▶ [Excerpted text]:
Exposure to endocrine-disrupting chemicals, such as those studied in the MU research, has been linked by other research to cancer, birth defects and infertility.

"More than 700 chemicals are used in the fracking process, and many of them disturb hormone function", said Susan Nagel, PhD, associate professor of obstetrics, gynecology and women's health at the MU School of Medicine.

"With fracking on the rise, populations may face greater health risks from increased endocrine-disrupting chemical exposure."

Radiation in your gas supply?

Additionally there is the prospective radon risk from fracked gas released in the gas stream as the shale rock is cracked underground, and pumped into the nation's kitchens and burned on hobs. The methane gas is burned as a fuel, but the inert radon remains in the room and is inhaled.

Radon gas contamination of homes is already the second highest cause of UK lung cancers after smoking - and that's according to the Health Protection Agency report on Radon and Public Health.

The government's own health advisory body, Public Heath England in its revised report, 'Review of the Potential Public Health Impacts of Exposure to Chemical and Radioactive Pollutants as a Result of Shale Gas Extraction', agrees this could be a future health hazard. This is what the PHE report actually states:

"If the natural gas delivery point were to be close to the extraction point with a short transit time, radon present in the natural gas would have little time to decay ... there is therefore, the potential for radon gas to be present in natural gas extracted from UK shale."

▶ [Work instructions]: Please pick up the text on fracking's health risks after its final sentence and carry it on. The rows that follow come from a different source than the text above.

▶ [Supplied information]:
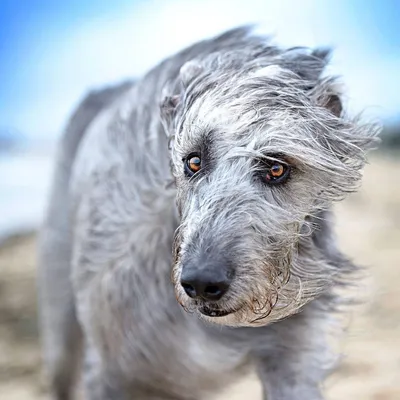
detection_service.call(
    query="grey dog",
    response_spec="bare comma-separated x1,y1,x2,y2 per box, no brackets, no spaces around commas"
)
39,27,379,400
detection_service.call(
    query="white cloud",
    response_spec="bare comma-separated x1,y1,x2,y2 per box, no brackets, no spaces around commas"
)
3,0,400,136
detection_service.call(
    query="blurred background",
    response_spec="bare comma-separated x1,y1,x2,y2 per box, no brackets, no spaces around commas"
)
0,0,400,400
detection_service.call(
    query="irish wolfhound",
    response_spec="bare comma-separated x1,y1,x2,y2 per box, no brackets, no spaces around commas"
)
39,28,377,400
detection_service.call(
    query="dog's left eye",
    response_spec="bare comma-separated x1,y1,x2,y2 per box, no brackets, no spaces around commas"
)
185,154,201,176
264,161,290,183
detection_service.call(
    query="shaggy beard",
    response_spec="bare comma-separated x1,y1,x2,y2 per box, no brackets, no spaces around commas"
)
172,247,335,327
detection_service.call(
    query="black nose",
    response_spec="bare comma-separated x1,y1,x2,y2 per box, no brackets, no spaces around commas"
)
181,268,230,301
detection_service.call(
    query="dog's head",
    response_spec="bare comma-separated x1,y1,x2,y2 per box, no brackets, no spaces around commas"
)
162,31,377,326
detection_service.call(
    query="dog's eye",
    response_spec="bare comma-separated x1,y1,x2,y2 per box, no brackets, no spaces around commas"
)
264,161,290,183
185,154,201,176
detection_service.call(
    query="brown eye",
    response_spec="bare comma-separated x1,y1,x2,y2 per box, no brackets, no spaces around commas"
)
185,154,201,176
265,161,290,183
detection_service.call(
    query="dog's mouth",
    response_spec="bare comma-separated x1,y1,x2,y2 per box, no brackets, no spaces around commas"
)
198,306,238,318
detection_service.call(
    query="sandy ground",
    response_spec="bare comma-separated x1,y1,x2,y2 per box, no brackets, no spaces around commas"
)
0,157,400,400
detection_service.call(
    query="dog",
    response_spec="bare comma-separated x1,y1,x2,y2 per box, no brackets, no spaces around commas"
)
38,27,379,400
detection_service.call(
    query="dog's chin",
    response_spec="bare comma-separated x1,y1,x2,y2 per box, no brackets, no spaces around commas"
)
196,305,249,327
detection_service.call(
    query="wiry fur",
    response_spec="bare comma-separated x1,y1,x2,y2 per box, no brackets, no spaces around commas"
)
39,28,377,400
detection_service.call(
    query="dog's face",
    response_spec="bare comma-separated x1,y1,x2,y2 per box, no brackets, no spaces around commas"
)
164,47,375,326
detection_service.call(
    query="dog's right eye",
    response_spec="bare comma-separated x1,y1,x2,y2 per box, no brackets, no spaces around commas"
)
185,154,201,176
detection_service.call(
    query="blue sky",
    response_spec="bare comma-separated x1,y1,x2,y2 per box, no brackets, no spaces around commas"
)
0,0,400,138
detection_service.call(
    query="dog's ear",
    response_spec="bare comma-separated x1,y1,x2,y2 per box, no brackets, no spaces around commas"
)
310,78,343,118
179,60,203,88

--

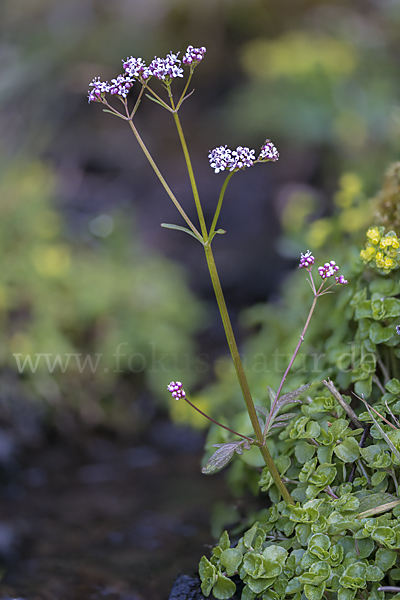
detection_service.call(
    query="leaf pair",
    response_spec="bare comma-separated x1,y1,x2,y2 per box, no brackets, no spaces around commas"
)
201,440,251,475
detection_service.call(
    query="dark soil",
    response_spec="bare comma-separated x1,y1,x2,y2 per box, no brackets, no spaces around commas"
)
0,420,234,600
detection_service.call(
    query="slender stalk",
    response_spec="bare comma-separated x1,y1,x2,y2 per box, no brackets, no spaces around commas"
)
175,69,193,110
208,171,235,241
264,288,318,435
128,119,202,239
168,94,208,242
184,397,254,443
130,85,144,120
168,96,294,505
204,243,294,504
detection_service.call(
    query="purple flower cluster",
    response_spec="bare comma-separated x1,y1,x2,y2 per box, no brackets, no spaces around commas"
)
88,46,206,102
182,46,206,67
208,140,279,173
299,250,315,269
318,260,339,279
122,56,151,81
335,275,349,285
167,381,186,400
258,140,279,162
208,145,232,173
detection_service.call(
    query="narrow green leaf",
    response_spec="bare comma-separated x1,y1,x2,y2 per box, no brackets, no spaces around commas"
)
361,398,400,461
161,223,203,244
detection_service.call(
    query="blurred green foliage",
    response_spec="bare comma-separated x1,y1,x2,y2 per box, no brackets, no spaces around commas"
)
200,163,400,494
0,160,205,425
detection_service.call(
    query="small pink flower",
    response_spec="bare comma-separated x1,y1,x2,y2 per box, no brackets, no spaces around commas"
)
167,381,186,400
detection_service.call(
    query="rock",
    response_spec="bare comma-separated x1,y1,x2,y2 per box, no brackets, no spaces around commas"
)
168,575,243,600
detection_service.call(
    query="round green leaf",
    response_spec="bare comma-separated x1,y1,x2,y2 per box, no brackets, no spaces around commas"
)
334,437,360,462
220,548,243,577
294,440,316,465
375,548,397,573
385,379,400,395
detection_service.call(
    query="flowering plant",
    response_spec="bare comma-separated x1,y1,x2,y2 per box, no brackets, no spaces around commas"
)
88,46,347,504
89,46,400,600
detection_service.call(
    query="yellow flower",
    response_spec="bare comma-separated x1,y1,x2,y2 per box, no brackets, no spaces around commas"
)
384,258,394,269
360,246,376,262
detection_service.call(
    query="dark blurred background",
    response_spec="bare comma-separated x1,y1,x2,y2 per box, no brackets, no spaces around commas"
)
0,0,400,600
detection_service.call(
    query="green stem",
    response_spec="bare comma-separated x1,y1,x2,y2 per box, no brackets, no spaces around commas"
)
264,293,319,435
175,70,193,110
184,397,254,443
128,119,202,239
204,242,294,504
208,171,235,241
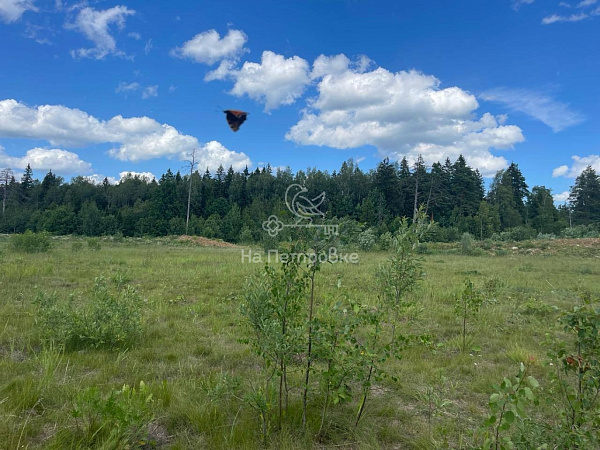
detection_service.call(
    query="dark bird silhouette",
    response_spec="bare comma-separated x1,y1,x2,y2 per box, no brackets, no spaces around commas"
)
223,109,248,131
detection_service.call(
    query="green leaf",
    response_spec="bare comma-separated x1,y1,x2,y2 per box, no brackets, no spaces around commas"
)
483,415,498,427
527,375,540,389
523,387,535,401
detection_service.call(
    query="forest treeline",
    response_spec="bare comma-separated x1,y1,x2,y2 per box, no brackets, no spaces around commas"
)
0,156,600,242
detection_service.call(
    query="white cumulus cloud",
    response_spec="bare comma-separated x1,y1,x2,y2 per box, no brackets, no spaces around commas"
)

---

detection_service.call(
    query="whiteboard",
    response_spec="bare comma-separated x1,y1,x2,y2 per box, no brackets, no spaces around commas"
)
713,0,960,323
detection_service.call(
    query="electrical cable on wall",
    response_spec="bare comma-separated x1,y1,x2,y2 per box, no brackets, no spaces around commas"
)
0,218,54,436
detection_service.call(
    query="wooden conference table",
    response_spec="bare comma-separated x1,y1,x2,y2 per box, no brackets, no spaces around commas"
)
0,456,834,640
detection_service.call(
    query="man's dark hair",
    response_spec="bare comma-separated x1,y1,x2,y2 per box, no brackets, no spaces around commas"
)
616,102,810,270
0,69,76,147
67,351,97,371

▶ [Output]:
Moreover, Professor, James W. Ring, Winslow Professor of Physics Emeritus, Hamilton College in New York State stresses:

"The radon and natural gas coming from the shale mix together and travel together as the gas is piped to customers. This is a serious health hazard, as radon - being a gas - is breathed into the lungs and lodges there to decay, doing damage to the lung's tissue and eventually leading to lung cancer."

Fracked gas must be stored for a month before use

Radon has a half-life of 3.8 days. Using the general rule of thumb of 10 half-lives to decay to 1/1000 of original concentration, that would be 38 days, or roughly one month, depending on how radioactive it was to start.

Fracked gas would thus need to be stored for at least a month before being  distributed to peoples' homes, to allow for this radioactive decay of radon.

In another detailed US study on radon risks, veteran physicist Dr Marvin Resnikoff estimated radon levels from the huge Marcellus gas field near New York as up to 70 times the average.

Dr Resnikoff's Radioactive Waste Management Associates group, now based in Vermont, used be to be based in Brooklyn, New York, hence its work on shale gas being piped to New York consumers. RWMA suggests that some shale gas deposits contain as much as 30 times the radiation found in normal background.

Telling the boss what he wants to hear?

It is clearly dangerous to ignore these serious public health warnings from America, who have much more experience with fracking than in the UK. So what is going on?

We seem to have a systemic culture of government advisors and agencies telling their political and departmental superiors exactly what they want to hear - regardless of the science.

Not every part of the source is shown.